Required tasks:
a. Answer these questions from the passage on mental health:
(i) What does the passage name as the range of things in the body that mental health affects?
(ii) How many ways of improving mental health does the passage say it will look at?
(iii) Where does the passage suggest looking to see what is going on in your local community?
b. From the passage on mental health, extract the words starting with "It’s easy to" and going on through "for your mental health.".
c. Summarize the passage on mental health in two sentences.

It’s no secret that we’re supposed to take care of ourselves physically – but what about our mental well-being? While it may not be in the spotlight as much, it’s just as important – and can even affect our physical well-being sometimes, too.
You'd be surprised at how much our mental health affects everything else in our bodies, from our skin to even our mood and energy levels. With this in mind, let's take a look at five ways of improving your mental health.
There's nothing like volunteering your time or resources to get out of your own head for a bit and improve your mental health overall. Volunteering can be a great self-esteem booster, as well as offering feelings of value and worth because you are actively helping other people.
It’s easy to check out what’s going on in your local community – all you have to do is look at your local notice board, or even go online and do a bit of research. There’s always something to help with, and with all of the benefits of helping others, it’s no wonder that this can be beneficial for your mental health.

[Point-per-instance localization data]
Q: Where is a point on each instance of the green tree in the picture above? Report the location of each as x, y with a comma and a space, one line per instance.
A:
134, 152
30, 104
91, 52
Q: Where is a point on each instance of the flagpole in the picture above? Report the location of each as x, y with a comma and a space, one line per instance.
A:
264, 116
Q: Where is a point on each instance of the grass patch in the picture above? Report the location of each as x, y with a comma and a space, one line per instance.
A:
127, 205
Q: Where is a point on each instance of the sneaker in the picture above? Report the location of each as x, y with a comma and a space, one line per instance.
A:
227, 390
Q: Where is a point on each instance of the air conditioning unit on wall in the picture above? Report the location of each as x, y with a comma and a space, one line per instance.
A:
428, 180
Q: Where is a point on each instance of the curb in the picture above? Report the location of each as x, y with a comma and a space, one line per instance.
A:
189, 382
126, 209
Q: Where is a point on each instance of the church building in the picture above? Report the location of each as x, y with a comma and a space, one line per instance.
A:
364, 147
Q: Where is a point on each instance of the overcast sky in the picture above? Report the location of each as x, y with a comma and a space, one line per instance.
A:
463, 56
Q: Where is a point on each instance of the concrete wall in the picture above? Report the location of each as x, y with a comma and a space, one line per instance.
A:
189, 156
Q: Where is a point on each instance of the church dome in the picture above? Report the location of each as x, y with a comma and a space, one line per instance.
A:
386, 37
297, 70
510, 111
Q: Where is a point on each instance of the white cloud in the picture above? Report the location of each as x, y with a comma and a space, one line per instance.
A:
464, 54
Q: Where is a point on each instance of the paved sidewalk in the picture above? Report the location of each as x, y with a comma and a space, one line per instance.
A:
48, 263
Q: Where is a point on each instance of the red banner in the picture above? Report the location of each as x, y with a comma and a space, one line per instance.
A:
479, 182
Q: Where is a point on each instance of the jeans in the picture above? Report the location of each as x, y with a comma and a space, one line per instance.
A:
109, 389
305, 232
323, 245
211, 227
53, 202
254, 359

Answers for this exercise:
a.
(i) Everything from our skin to our mood and energy levels.
(ii) Five.
(iii) At your local notice board, or online by doing a bit of research.

b.
It’s easy to check out what’s going on in your local community – all you have to do is look at your local notice board, or even go online and do a bit of research. There’s always something to help with, and with all of the benefits of helping others, it’s no wonder that this can be beneficial for your mental health.

c. Mental well-being is as important as physical health and can affect the body, from the skin to mood and energy levels. Volunteering boosts self-esteem and gives a sense of worth through helping others, and opportunities are easy to find on a local notice board or online.